Exercise details | When you reproduce the data, keep every word exactly as it stands and leave the pictures out.

··········

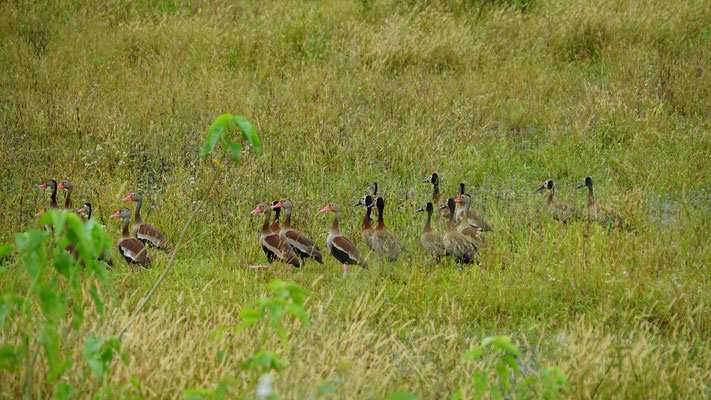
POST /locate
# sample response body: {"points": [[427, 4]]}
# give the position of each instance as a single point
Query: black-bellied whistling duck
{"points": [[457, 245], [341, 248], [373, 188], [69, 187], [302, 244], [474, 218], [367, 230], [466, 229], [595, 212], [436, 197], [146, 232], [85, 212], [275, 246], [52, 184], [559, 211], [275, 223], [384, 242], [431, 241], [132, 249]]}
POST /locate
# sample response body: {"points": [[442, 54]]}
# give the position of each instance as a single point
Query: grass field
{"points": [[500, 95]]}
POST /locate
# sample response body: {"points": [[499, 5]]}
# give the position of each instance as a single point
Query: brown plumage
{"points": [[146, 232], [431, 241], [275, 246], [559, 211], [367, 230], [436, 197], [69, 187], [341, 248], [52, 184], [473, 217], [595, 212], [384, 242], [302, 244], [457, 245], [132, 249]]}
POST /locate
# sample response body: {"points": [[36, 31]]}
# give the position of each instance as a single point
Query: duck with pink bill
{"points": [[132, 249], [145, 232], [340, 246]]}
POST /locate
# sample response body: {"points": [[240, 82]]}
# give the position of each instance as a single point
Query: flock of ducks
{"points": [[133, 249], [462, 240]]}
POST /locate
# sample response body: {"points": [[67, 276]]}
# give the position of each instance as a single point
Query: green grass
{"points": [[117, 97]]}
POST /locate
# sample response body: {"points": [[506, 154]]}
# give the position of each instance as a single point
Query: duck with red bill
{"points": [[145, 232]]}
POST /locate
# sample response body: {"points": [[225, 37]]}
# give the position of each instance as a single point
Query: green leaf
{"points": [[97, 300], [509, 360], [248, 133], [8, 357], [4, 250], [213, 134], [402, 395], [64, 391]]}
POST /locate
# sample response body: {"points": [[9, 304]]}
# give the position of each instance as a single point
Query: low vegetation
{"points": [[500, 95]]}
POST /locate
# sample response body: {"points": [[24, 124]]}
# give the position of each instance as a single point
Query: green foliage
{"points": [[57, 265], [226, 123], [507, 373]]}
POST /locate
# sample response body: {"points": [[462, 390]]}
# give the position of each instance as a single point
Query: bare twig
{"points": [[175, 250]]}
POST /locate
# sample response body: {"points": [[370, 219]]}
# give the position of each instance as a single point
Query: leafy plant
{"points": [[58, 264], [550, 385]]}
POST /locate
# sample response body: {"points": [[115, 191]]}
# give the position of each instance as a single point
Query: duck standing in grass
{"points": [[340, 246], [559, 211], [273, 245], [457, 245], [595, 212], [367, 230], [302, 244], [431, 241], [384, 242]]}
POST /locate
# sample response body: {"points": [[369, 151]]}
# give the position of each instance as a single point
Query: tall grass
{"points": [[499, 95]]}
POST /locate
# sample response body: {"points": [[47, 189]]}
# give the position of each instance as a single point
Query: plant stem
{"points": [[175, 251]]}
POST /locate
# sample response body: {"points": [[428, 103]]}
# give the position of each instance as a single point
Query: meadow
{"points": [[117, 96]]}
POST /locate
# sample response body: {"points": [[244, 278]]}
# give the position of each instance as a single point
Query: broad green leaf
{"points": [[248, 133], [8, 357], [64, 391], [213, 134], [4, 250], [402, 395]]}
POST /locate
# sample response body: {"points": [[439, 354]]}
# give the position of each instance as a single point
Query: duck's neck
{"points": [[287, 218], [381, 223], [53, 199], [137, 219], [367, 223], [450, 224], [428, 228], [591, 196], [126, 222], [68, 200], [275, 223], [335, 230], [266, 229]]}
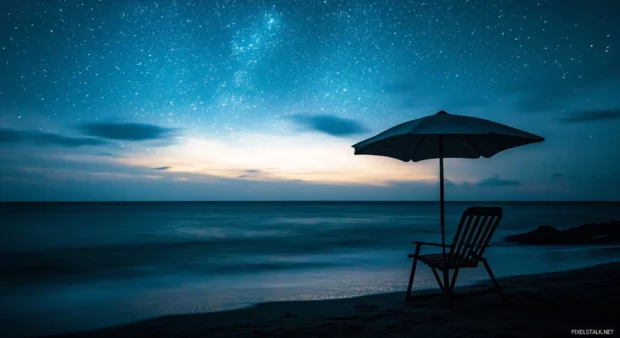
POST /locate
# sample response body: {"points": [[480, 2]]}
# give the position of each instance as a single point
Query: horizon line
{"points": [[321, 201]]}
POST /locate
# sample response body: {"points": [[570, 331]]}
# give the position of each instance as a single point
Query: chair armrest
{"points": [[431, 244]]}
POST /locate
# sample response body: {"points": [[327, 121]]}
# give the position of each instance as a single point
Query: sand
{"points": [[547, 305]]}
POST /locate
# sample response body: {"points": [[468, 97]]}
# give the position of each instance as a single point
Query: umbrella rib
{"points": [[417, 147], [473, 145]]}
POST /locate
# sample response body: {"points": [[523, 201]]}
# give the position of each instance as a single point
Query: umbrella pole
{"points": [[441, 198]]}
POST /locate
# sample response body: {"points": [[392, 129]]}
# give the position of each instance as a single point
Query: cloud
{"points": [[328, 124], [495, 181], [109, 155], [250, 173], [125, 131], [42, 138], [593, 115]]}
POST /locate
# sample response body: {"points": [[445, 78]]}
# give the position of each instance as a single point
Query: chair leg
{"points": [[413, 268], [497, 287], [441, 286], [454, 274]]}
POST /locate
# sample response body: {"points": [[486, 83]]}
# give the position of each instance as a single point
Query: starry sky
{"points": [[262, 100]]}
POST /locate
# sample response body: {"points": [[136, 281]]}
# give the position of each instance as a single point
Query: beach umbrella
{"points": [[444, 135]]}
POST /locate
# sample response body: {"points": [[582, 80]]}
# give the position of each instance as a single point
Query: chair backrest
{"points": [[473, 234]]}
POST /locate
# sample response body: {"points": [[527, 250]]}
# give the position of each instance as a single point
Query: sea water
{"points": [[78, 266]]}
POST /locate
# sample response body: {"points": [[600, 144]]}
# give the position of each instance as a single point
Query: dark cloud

··········

Answer for the task |
POST /locate
# sample response body: {"points": [[427, 4]]}
# give the position of each instance as a single point
Query: black-bellied whistling duck
{"points": [[457, 245], [341, 248], [373, 188], [69, 187], [302, 244], [474, 218], [367, 230], [466, 229], [595, 212], [436, 197], [146, 232], [85, 212], [275, 246], [52, 184], [559, 211], [275, 223], [384, 242], [431, 241], [132, 249]]}
POST /locate
# sample response body: {"points": [[442, 54]]}
# give the position of each instance as a single point
Query: grass field
{"points": [[500, 95]]}
POST /locate
# sample response body: {"points": [[499, 5]]}
# give the position of each instance as a single point
Query: brown plumage
{"points": [[146, 232], [431, 241], [275, 246], [559, 211], [367, 230], [436, 197], [69, 187], [341, 248], [52, 184], [473, 217], [595, 212], [384, 242], [302, 244], [457, 245], [132, 249]]}
POST /locate
# sample response body: {"points": [[36, 31]]}
# give the position of each instance as a single point
Query: duck with pink bill
{"points": [[132, 249], [145, 232], [340, 246]]}
POST /locate
# sample response body: {"points": [[240, 82]]}
# give the position of each instance as a single point
Query: flock of ducks
{"points": [[133, 249], [462, 240]]}
POST /locate
# sample response body: {"points": [[67, 276]]}
# give the position of each instance as a single point
Query: green grass
{"points": [[117, 97]]}
POST /locate
# sample response body: {"points": [[506, 154]]}
# give the position of each instance as a single point
Query: duck with red bill
{"points": [[145, 232]]}
POST /locate
# sample response body: {"points": [[225, 37]]}
# give the position of each instance as a single point
Query: green leaf
{"points": [[97, 300], [509, 360], [248, 133], [8, 357], [4, 250], [213, 134], [402, 395], [64, 391]]}
POST /locate
# sample response body: {"points": [[9, 304]]}
# give the position of each instance as a single point
Query: low vegetation
{"points": [[500, 95]]}
POST /locate
# sample response body: {"points": [[24, 124]]}
# give the position of each instance as a single point
Query: green foliage
{"points": [[57, 265], [226, 123], [507, 373]]}
POST /locate
# sample response body: {"points": [[462, 390]]}
# give the position of each instance as a single point
Query: bare twig
{"points": [[175, 250]]}
POST /locate
# sample response body: {"points": [[370, 219]]}
# give the position of each instance as a single point
Query: leafy plant
{"points": [[58, 264], [550, 385]]}
POST /locate
# sample response body: {"points": [[115, 191]]}
# give the position of each instance as a single point
Query: duck standing in grass
{"points": [[340, 246], [559, 211], [273, 245], [457, 245], [595, 212], [367, 230], [302, 244], [431, 241], [384, 242]]}
POST /locate
# sample response body: {"points": [[369, 151]]}
# give the position of each instance as a single point
Query: tall grass
{"points": [[499, 95]]}
POST /locate
# sample response body: {"points": [[47, 189]]}
# give the position of each instance as a single point
Query: plant stem
{"points": [[175, 251]]}
POST /locate
# sample response body: {"points": [[428, 103]]}
# give the position of each instance as a single point
Query: meadow
{"points": [[117, 96]]}
POST /locate
# sample response body: {"points": [[244, 278]]}
# give the position of each instance as a single point
Query: broad green leaf
{"points": [[248, 133], [8, 357], [64, 391], [213, 134], [4, 250], [402, 395]]}
POST /locate
# sample response body: {"points": [[439, 354]]}
# give the position of each instance as a single point
Query: duck's neck
{"points": [[287, 218], [381, 223], [53, 199], [137, 219], [367, 223], [450, 224], [428, 228], [591, 196], [126, 222], [68, 200], [275, 223], [335, 230], [266, 229]]}
POST /locate
# sample response body: {"points": [[480, 2]]}
# give the position of each instance as a single point
Query: horizon line
{"points": [[321, 201]]}
POST /locate
# sample response body: {"points": [[570, 331]]}
# give the position of each instance as a single point
Query: chair armrest
{"points": [[431, 244]]}
POST /locate
# sample response body: {"points": [[327, 121]]}
# give the position of each instance as a single point
Query: sand
{"points": [[547, 305]]}
POST /locate
# sample response body: {"points": [[468, 97]]}
# give the position of each instance as a single point
Query: umbrella rib
{"points": [[417, 147], [473, 145]]}
POST /locate
# sample response body: {"points": [[523, 201]]}
# give the position of each instance as a single point
Query: umbrella pole
{"points": [[441, 198]]}
POST /locate
# sample response body: {"points": [[392, 129]]}
# give the position of each instance as a single point
Query: cloud
{"points": [[328, 124], [495, 181], [109, 155], [250, 173], [125, 131], [42, 138], [593, 115]]}
POST /locate
# sample response body: {"points": [[445, 78]]}
# give the position of each instance as a single point
Query: chair leg
{"points": [[413, 268], [497, 287], [441, 286], [454, 274]]}
POST /locate
# sample response body: {"points": [[486, 83]]}
# give the position of each instance as a single point
Query: starry sky
{"points": [[262, 100]]}
POST /locate
# sample response body: {"points": [[136, 281]]}
# give the position of each instance as a single point
Query: beach umbrella
{"points": [[444, 135]]}
POST /locate
# sample response body: {"points": [[582, 80]]}
# give the position of each instance as a single point
Query: chair backrest
{"points": [[473, 234]]}
POST /locate
# sample response body: {"points": [[527, 250]]}
# give the position of each instance as a single point
Query: sea water
{"points": [[78, 266]]}
POST /locate
# sample response body: {"points": [[600, 144]]}
# give the position of each instance as a single point
Query: dark cloud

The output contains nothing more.